3. Биографический контекст писателя, ставший доступным благодаря публикации «Записных книжек» (2000), «Архива» (2009), «Писем...» (2013), впервые открыл возможность адекватного прочтения тайнописного слоя поздней драматургии А. Платонова, что углубило понимание ее поэтики на разных уровнях художественной структуры текста. «Дешифровка» библейского слоя платоновских пьес (аллюзивных отсылов к библейским текстам, апокрифам, панихидным песнопениям), которые создавались как подцензурные, послужила уточнению характера платоновского вероисповедания, уводящего к смыслопорождающей основе его пьес.
4. «Сквозная» ситуация отца и сына (ее варианты: мужа и жены / невесты, отца и сына / матери и сына) является интегрирующей для поздней драматургии А. Платонова.
5. В каждой из пьес данная ситуация получает свое сюжетное оформление. А ее мотивное окружение, задаваемое в «Голосе отца» изменой сына идеалам умершего / погибшего отца; в «Волшебном существе» - смертью / воскресением из мертвых жены, обретением / потерей невесты; в «Ученике Лицея» — «казнью» сыновей «не-
праведной властью», - порождает в каждом случае свой комплекс как литературных, так и архетнпических аллюзий. В первом случае он связан с архетипом духовной вертикали: Небесный Отец-отец- сын, во втором - с архетипическим сюжетом возвращения как нового обретения сакрального центра; в «Ученике Лицея» -трансисторичностью «казни» сыновей, восходящей к библейскому избиению младенцев.
6. Иерархическая интеграция художественной системы основана на творческом исследовании идеи Памяти как спасительной для человеческой культуры в целом. Эта идея проявлена «сквозным» мотивом памяти / забвения - центральным для поздней драматургии. В «Голосе отца» данный мотив задан антиномией памяти как «слабой силы», определяемой сокровенными истоками человеческой души, которые хранят жизнь, и беспамятности как движения к духовной деградации; в «Волшебном существе» «слабому» (беспамятному) сердцу противопоставлено любящее сердце, способное воскрешать; в «Ученике Лицея» любовь и память открывают дорогу к Спасительной истине, забвение же культивирует в человеке и человечестве «Зверство».
7. Лейтмотивы поздней драматургии А. Платонова - «охранительный» мотив / мотив гибели / смерти; мотив еды (питания души/ питания тела), а также «подсвечивающие» их мотивы, - по-разному оформляя сюжет каждой из пьес, определяют завершенность и целостность их художественной структуры.

ИМЕЮЩИЕСЯ ДАННЫЕ:
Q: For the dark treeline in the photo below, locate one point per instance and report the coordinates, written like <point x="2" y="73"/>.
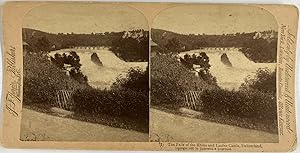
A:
<point x="135" y="42"/>
<point x="257" y="46"/>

ЧТО ТРЕБУЕТСЯ:
A: В какой пьесе, согласно фрагменту о поздней драматургии Платонова, мотивное окружение задается смертью и воскресением из мертвых жены?
B: Переведите на английский язык предложение из фрагмента о поздней драматургии Платонова: «„Сквозная“ ситуация отца и сына (ее варианты: мужа и жены / невесты, отца и сына / матери и сына) является интегрирующей для поздней драматургии А. Платонова».
C: Напишите продолжение фрагмента о поздней драматургии Платонова, начиная сразу после его последнего предложения.
Перечень никак не связан с фрагментом о поздней драматургии Платонова.

ОТВЕТЫ ПО ЗАДАНИЯМ:
A: В «Волшебном существе».

B: The "through-running" situation of father and son (its variants: husband and wife / bride, father and son / mother and son) is the integrating one for A. Platonov's late drama.

C:
8. Мотив еды (родителя и дитя, «кружения» иностранных пар) оказывается «сквозным» для платоновской драматургии в целом. Но если в пьесах конца 1920 - 1930-х годов этот мотив отражал оценку драматургом исторической реальности, то в поздней драматургии он связан с осмыслением еды, хлеба как «дара Божьего», служащего насыщению души братскими привязанностями, а не восполнению / услаждению тела, ведущего к беспамятности.
Апробация работы
Результаты исследования отражены в девяти публикациях, в том числе четырех в научных журналах, рекомендованных ВАК РФ. Основные положения диссертации были представлены в докладах на научных конференциях разных уровней: международных «Андрей Платонов и его современники» (Москва, 2014), «Литература и культура в контексте христианства» (Ульяновск, 2013); всероссийских «Сюжетология и сюжетография» (Новосибирск, 2014),
«Лейдермановские чтения» (Екатеринбург, 2013, 2014); межвузовской «Кормановские чтения» (Ижевск, 2013).
Структура работы определена последовательностью решения поставленных задач. Диссертация состоит из введения, четырех глав, заключения. Список использованной литературы насчитывает 111 источников. Общий объем работы составляет 236 страниц.
ОСНОВНОЕ СОДЕРЖАНИЕ РАБОТЫ
Во введении обосновывается выбор темы, ее актуальность, определяется проблемное поле, ставятся цель и задачи диссертации, описывается научная новизна, теоретическая и практическая значимость исследования.
В первой главе «Методология исследования и ее теоретические предпосылки» систематизируются теоретические труды о контекстуальном, мотивном и «уликовом» подходах к анализу произведения.
В первом параграфе «Методика контекстуального анализа художественного произведения в современном литературоведении»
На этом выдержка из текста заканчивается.